_Exercise:_
Please type out every item below word for word, leaving the pictures out of your answer.

━━━

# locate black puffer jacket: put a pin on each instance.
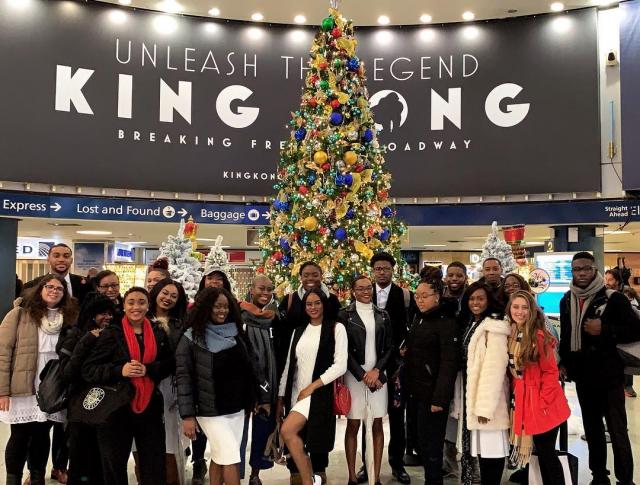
(433, 355)
(110, 354)
(214, 384)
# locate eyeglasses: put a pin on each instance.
(53, 288)
(581, 269)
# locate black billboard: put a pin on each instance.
(101, 96)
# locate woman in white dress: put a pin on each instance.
(28, 338)
(370, 348)
(317, 357)
(485, 354)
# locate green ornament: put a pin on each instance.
(327, 24)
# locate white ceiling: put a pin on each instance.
(456, 238)
(366, 12)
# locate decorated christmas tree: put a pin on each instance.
(332, 204)
(494, 247)
(218, 259)
(183, 266)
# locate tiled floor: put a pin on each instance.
(337, 470)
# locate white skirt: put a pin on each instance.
(224, 434)
(360, 394)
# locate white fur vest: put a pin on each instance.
(487, 380)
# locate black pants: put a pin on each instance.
(431, 429)
(85, 467)
(491, 470)
(597, 400)
(550, 466)
(28, 440)
(117, 435)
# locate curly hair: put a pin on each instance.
(530, 353)
(37, 308)
(200, 313)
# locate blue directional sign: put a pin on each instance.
(21, 204)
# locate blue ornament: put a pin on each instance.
(300, 134)
(348, 180)
(284, 244)
(340, 234)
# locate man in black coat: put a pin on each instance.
(60, 259)
(593, 321)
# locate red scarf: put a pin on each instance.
(143, 385)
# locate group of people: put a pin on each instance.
(460, 370)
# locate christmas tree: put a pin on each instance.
(218, 259)
(332, 204)
(494, 247)
(183, 267)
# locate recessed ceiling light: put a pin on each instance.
(95, 233)
(170, 6)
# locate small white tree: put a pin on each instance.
(183, 267)
(494, 247)
(218, 260)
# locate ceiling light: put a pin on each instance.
(170, 6)
(95, 233)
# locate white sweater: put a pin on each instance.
(487, 378)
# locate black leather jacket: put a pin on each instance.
(357, 335)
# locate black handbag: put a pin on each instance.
(96, 403)
(52, 393)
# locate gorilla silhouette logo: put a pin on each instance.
(391, 109)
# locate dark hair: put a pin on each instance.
(94, 304)
(382, 256)
(226, 284)
(358, 278)
(200, 313)
(492, 259)
(432, 277)
(102, 274)
(583, 255)
(524, 284)
(325, 306)
(177, 311)
(37, 308)
(309, 263)
(458, 264)
(59, 245)
(492, 303)
(135, 289)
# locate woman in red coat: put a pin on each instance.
(539, 404)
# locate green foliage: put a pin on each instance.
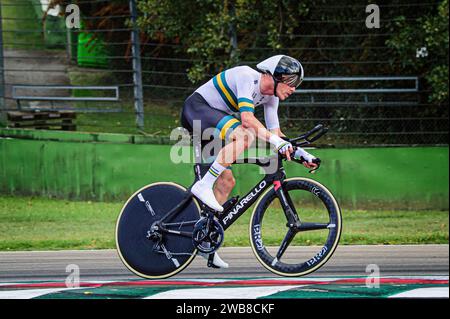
(206, 28)
(203, 31)
(431, 32)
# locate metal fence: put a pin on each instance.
(151, 77)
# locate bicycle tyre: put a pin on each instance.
(136, 250)
(322, 256)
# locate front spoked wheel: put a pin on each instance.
(296, 249)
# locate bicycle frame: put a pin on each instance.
(229, 216)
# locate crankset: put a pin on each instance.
(208, 234)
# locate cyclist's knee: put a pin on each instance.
(243, 135)
(226, 182)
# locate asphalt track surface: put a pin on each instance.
(104, 265)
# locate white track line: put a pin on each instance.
(436, 292)
(221, 293)
(30, 293)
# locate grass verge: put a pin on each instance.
(28, 223)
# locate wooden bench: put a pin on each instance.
(45, 120)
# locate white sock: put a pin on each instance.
(213, 173)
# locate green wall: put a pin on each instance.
(113, 167)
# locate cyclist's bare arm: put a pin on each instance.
(249, 121)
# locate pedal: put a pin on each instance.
(210, 261)
(229, 203)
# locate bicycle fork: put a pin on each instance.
(293, 221)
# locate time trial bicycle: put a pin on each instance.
(163, 226)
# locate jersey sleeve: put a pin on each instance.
(245, 87)
(271, 114)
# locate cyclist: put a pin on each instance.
(227, 103)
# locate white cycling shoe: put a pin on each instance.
(217, 262)
(206, 195)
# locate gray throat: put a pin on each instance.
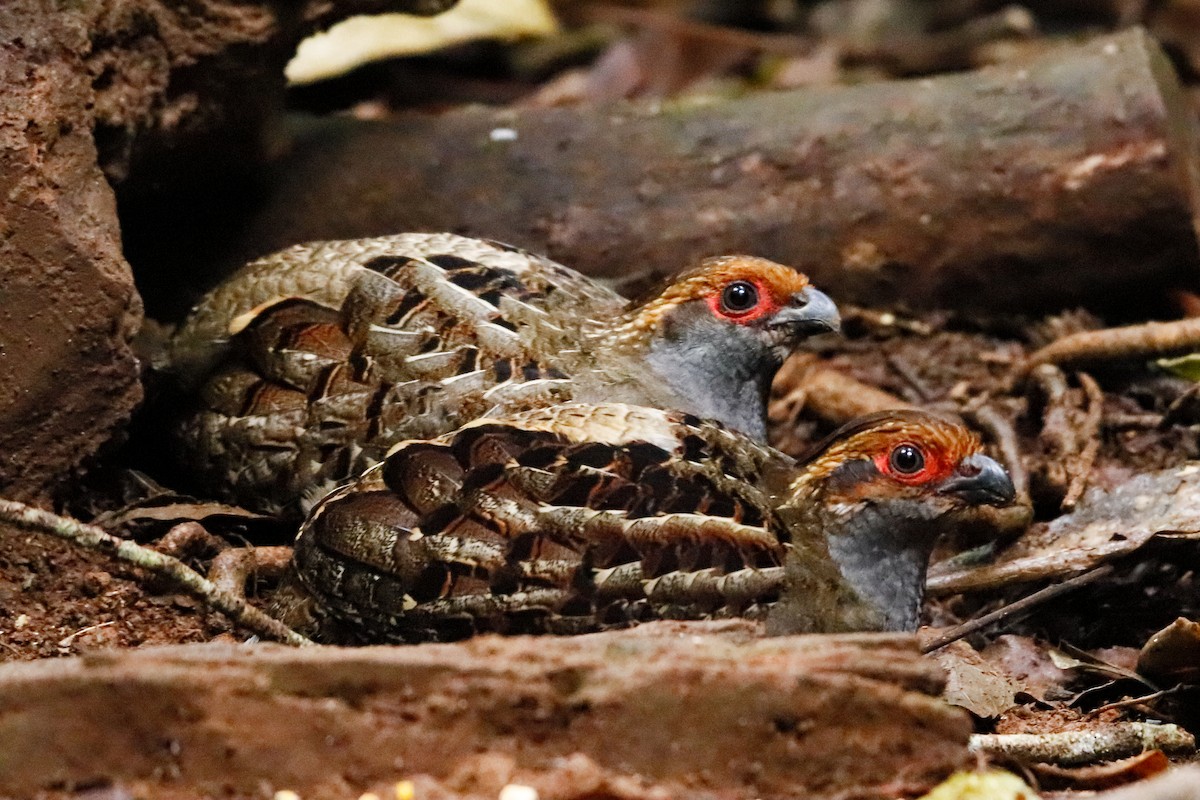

━━━

_Answer:_
# locate black puffer jacket: put a pin on each instance.
(433, 355)
(110, 354)
(214, 384)
# locate eyeglasses: put a pin on each instance.
(53, 288)
(581, 269)
# locate black billboard: put a pin on each instance.
(101, 96)
# locate woman in white dress: put a pin on each instance.
(28, 338)
(370, 348)
(317, 357)
(485, 354)
# locate green ornament: put a pin on each instance.
(327, 24)
# locate white ceiling: put a pin on each instance.
(456, 238)
(366, 12)
# locate decorated christmas tree: put a pin on each instance.
(332, 204)
(494, 247)
(218, 259)
(183, 266)
# locate tiled floor: put a pin on each instance.
(337, 470)
# locate white skirt: put a pin on each instance.
(224, 434)
(360, 394)
# locate white fur vest: put a pin on each instance.
(487, 380)
# locate black pants: put a pin on each instance.
(431, 429)
(85, 467)
(491, 470)
(597, 400)
(550, 466)
(28, 440)
(117, 435)
# locate curly hair: put a pin on each instance.
(530, 353)
(37, 308)
(200, 313)
# locate blue directional sign: put a pin on each instance.
(21, 204)
# locate blue ornament: put a pin on each instance.
(300, 134)
(348, 180)
(284, 244)
(340, 234)
# locate man in black coat: put a pin on each instance.
(60, 259)
(593, 321)
# locate red scarf: put a pin on each instance.
(143, 385)
# locate group of people: put a pin on each instance.
(460, 370)
# locate christmas tree: put a pin on each instance.
(218, 259)
(332, 204)
(494, 247)
(183, 267)
# locate recessed ceiling light: put a pin on each instance.
(95, 233)
(170, 6)
# locate small white tree: put a pin on each instance.
(183, 267)
(494, 247)
(218, 260)
# locate ceiling light: put a pin on each instance.
(170, 6)
(95, 233)
# locate white sweater: put a pin on each instance.
(487, 378)
# locate black leather jacket: put a pin on each instance.
(357, 335)
# locate black handbag: put a pin on each instance.
(96, 403)
(52, 393)
# locate gorilla silhouette logo: put a pin on each instance.
(391, 109)
# locate dark hair: put a pin on each instance.
(94, 304)
(382, 256)
(226, 284)
(358, 278)
(200, 313)
(492, 259)
(432, 277)
(102, 274)
(583, 255)
(524, 284)
(325, 306)
(177, 311)
(37, 308)
(309, 263)
(458, 264)
(59, 245)
(492, 303)
(135, 289)
# locate woman in red coat: put a pin on each instance.
(539, 404)
# locate green foliage: put a pin on each instance.
(206, 28)
(203, 31)
(431, 32)
# locate metal fence: put a pin on each instance.
(151, 77)
# locate bicycle tyre: put a pin on each instance.
(136, 250)
(322, 256)
# locate front spoked wheel: put a pin on each instance.
(296, 249)
# locate bicycle frame: put a pin on each instance.
(229, 216)
# locate crankset: put a pin on each instance.
(208, 234)
# locate cyclist's knee: put a pin on each instance.
(243, 135)
(226, 182)
# locate asphalt track surface: put a pin on each instance.
(104, 265)
# locate white track line: put a pin on each instance.
(436, 292)
(221, 293)
(30, 293)
# locate grass verge: put a pin on each instance.
(28, 223)
# locate wooden bench: put a pin on each instance.
(45, 120)
# locate white sock: put a pin on each instance.
(213, 173)
# locate green wall: put a pin on each instance.
(113, 167)
# locate cyclist's bare arm: put a pin on each instance.
(249, 121)
# locate pedal: put a pin on each instance.
(210, 261)
(229, 203)
# locate bicycle fork: put a pin on each instance.
(293, 221)
# locate time trial bicycle: put a pin on each instance.
(163, 226)
# locate jersey sleeve: put a pin on each instance.
(245, 87)
(271, 114)
# locate cyclist: put a pin on each instance.
(227, 103)
# locate white cycling shoe: put a pin on each instance.
(217, 262)
(206, 195)
# locate gray throat: put a pin on each instance.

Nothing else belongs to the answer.